Page excerpt ▸
------------------------------------

Current BRRRR Property Analysis. (Warning, not a short read) :)

Travis W.
  • Springfield, MN
Posted

Hello,

I made a post earlier regarding my current situation, but i figured i didn't include enough information and it wasn't very put together. SO, i come back to you BP to help me sort this out. I will continue to ask questions (no matter how repetitive..) until I can gain better clarity and make better moves. If you so courteously would like to help me analyze this, it's much appreciated!

So, information.

House location: Smaller sized town by a bigger city that recently developed a new highway, bringing our town into a much better location. The house is in a residential area, about 2 blocks from the towns down-town area. Quiet location, majority of neighbors are older and close to retirement if not retired. Average price of buildings around mine are a bit higher. About ~15-20% or so.

House: SFH 2 bedroom, 1.75 bath, with a detached 2 stall garage which is halfway finished (it needs interior walls, but has insulation). It is recently remodeled house including a new deck, tiling, carpet, and a mud-room addition. Most everything has been brought up to date on it minus the shingles. Former owners took out some walls downstairs and created a new bathroom, and the basement is considered finished albeit quite small. It has its own exit door and could be changed into a bedroom with the addition of a egress window.

So, that's to give some background of the property and its location. On to the financials.

------------------------------------

Provided records ▸
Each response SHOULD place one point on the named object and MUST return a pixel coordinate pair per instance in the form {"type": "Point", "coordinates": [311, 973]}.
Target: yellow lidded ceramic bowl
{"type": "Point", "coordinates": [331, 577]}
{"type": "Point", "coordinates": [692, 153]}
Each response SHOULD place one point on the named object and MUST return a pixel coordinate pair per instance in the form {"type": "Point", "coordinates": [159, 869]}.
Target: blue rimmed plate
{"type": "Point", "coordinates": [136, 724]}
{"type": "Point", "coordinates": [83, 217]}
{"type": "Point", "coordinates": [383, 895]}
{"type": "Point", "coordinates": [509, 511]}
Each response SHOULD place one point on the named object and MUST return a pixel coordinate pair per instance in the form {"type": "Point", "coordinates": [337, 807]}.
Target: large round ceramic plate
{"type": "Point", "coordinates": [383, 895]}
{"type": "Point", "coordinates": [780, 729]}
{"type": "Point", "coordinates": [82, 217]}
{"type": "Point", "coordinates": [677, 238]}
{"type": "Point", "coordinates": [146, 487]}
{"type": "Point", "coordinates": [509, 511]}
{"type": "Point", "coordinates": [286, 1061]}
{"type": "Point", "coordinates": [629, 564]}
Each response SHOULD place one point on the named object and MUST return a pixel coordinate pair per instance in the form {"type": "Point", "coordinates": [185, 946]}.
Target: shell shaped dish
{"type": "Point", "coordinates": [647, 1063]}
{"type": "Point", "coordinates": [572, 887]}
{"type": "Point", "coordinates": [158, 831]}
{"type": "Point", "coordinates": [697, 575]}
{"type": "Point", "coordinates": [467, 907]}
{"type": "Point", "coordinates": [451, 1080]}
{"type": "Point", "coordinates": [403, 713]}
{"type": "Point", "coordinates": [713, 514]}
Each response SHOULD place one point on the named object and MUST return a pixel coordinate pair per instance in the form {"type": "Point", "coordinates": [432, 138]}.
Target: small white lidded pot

------------------------------------

Challenges ▸
1. In the BRRRR property post, how far is the house from the town's downtown area?
2. Rewrite the paragraph in the BRRRR property post that begins "House: SFH 2 bedroom" as a short bulleted list, keeping its main facts.

Responses in order ▸
1. About 2 blocks.

2.
- Single-family house with 2 bedrooms and 1.75 baths
- Detached 2-stall garage, about half finished: insulated but still needs interior walls
- Recently remodeled with a new deck, tiling, carpet, and a mud-room addition; nearly everything updated except the shingles
- Former owners removed some downstairs walls and added a new bathroom
- Small finished basement with its own exit door; it could become a bedroom if an egress window is added